**Talimat 1**
Ücretli izinle ilgili metinde "Koronavirüs Nedeni İle" ifadesinin geçtiği sözcüklerden başlayan ve "onayına ihtiyaç bulunmamaktadır." ifadesiyle biten bölümü olduğu gibi yineleyin.

Aralık 21, 2023

Koronavirüs Nedeni İle Ücretli ve Ücretsiz İzin Uygulamaları

KORONAVİRÜS NEDENİYLE ÜCRETLİ İZİN UYGULAMASI

­İşveren tarafından zorunlu sebeplerin varlığı halinde işçilere ücretli izin verilebilmektedir. İş Kanunu hükümleri gereğince yıllık ücretli izin verilmesi işverenin yönetim hakkı kapsamında bulunduğu için bu hususta işçinin onayına ihtiyaç bulunmamaktadır.

Yıllık Ücretli İzin Yönetmeliği (“Yönetmelik”)’nin “İzin İsteği ve Verilmesi” başlıklı 8. maddesinde; işverenin çalışanın yıllık izin kullanımı talebi ile bağlı olmadığı belirtilmiş olup, bu aşamada işverenlerin dürüstlük kuralının sınırları dâhilinde çalışanlara kendi inisiyatifleri doğrultusunda ücretli izin kullandırması mümkündür. Yerleşik Yargıtay içtihatları uyarınca, yıllık izin zamanının belirlenmesi hususu işverenin yönetim hakkı kapsamında değerlendirilmektedir.

**Verilen Veriler**
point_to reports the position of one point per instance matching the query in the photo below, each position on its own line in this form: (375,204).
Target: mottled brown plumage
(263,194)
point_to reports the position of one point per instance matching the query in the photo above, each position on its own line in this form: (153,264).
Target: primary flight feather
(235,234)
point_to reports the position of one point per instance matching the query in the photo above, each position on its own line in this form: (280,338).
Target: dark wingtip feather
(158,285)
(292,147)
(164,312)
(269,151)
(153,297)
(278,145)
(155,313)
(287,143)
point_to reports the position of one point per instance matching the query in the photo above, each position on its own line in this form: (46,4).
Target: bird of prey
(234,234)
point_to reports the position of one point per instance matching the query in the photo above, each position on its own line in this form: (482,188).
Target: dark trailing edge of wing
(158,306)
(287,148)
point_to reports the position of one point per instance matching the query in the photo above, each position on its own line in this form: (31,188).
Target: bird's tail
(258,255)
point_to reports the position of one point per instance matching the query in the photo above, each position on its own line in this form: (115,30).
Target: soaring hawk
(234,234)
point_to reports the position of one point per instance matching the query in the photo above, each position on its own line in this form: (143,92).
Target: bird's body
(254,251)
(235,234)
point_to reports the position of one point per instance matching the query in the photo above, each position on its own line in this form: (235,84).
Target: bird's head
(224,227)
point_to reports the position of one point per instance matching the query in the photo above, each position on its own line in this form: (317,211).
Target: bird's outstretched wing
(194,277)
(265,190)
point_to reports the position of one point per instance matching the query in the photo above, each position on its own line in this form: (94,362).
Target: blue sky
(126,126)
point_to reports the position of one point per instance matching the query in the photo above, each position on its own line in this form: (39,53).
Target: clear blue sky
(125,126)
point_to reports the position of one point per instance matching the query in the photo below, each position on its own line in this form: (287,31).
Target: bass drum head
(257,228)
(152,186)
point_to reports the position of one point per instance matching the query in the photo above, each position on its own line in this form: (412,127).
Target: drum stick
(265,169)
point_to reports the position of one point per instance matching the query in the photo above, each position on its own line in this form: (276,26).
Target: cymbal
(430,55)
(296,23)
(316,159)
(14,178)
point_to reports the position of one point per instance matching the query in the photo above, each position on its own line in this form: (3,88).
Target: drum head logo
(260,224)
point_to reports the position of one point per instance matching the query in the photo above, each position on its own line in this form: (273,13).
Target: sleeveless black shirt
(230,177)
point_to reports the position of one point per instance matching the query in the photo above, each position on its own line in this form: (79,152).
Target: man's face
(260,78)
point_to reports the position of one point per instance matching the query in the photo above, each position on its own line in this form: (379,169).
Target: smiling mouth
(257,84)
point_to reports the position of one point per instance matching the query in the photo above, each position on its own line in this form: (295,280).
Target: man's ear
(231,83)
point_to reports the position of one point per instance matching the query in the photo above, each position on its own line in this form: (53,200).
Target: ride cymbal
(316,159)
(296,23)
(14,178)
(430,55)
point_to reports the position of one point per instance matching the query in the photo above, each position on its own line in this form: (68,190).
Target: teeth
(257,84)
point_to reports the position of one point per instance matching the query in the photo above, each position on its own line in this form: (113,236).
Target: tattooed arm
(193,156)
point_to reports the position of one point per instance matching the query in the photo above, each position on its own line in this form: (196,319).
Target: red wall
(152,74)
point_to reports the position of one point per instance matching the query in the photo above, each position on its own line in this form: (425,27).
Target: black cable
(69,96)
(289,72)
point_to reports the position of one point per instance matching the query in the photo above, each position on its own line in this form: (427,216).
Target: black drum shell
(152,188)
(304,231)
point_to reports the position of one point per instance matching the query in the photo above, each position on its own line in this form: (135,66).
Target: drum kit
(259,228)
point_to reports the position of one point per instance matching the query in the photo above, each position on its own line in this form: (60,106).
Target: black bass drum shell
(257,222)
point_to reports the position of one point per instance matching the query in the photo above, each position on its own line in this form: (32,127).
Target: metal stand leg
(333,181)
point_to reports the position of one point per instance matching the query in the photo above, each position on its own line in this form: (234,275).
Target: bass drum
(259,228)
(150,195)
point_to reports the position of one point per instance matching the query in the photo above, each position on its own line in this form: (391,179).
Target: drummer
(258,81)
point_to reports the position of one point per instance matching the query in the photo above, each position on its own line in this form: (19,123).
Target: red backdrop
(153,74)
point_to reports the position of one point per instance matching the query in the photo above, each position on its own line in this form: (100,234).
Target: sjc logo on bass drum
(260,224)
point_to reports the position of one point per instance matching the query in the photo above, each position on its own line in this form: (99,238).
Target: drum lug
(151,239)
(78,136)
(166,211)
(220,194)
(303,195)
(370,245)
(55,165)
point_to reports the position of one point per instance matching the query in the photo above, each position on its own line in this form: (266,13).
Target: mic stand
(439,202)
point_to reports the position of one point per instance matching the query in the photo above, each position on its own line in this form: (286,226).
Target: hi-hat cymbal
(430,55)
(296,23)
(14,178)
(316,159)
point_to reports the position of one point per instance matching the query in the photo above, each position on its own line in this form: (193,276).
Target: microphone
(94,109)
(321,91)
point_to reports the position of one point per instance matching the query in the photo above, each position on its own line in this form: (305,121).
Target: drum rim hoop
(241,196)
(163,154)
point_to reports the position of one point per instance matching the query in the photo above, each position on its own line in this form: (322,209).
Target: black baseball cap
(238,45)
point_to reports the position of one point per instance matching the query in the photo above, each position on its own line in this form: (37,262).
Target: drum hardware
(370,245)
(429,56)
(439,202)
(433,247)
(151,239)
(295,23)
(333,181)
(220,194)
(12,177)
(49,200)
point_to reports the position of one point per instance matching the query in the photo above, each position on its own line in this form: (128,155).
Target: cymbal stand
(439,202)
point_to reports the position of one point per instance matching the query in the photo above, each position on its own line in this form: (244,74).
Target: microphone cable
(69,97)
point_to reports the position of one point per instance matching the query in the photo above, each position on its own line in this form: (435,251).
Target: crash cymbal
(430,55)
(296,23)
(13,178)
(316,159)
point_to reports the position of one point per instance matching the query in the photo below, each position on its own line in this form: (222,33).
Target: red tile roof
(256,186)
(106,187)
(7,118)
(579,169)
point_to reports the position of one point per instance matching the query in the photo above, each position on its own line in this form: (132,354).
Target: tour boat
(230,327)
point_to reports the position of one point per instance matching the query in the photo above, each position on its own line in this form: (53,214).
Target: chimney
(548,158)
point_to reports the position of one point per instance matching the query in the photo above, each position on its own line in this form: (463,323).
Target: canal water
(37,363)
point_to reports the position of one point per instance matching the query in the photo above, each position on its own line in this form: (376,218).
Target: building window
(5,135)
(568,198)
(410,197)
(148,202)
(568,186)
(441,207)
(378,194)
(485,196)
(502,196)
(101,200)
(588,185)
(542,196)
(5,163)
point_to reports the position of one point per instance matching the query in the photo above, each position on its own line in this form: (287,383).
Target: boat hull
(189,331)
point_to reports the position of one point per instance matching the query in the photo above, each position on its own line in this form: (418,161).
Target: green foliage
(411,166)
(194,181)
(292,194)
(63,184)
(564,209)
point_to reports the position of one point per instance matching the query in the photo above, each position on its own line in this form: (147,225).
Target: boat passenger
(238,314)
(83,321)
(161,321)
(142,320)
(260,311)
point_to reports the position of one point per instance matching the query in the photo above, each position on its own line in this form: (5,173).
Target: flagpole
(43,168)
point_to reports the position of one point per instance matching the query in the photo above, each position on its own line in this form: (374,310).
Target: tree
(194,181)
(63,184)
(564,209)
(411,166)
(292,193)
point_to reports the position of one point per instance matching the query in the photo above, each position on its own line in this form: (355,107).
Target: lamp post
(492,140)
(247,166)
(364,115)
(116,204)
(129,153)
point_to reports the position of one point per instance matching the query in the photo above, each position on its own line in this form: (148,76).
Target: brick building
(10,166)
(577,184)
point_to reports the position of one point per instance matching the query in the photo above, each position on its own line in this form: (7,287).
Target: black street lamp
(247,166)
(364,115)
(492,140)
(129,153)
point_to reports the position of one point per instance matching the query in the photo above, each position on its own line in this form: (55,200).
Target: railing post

**Talimat 2**
Satırlarda "this form: (7,287)." ifadesini içeren satırdan satırların sonuna kadarki kısmı, "Target:" yerine "Query:" koyarak yeniden yazın. Geri kalan her şey aynı kalsın.

**Doğru Yanıt 1**
Koronavirüs Nedeni İle Ücretli ve Ücretsiz İzin Uygulamaları

KORONAVİRÜS NEDENİYLE ÜCRETLİ İZİN UYGULAMASI

­İşveren tarafından zorunlu sebeplerin varlığı halinde işçilere ücretli izin verilebilmektedir. İş Kanunu hükümleri gereğince yıllık ücretli izin verilmesi işverenin yönetim hakkı kapsamında bulunduğu için bu hususta işçinin onayına ihtiyaç bulunmamaktadır.

**Doğru Yanıt 2**
point_to reports the position of one point per instance matching the query in the photo above, each position on its own line in this form: (7,287).
Query: black street lamp
(247,166)
(364,115)
(492,140)
(129,153)
point_to reports the position of one point per instance matching the query in the photo above, each position on its own line in this form: (55,200).
Query: railing post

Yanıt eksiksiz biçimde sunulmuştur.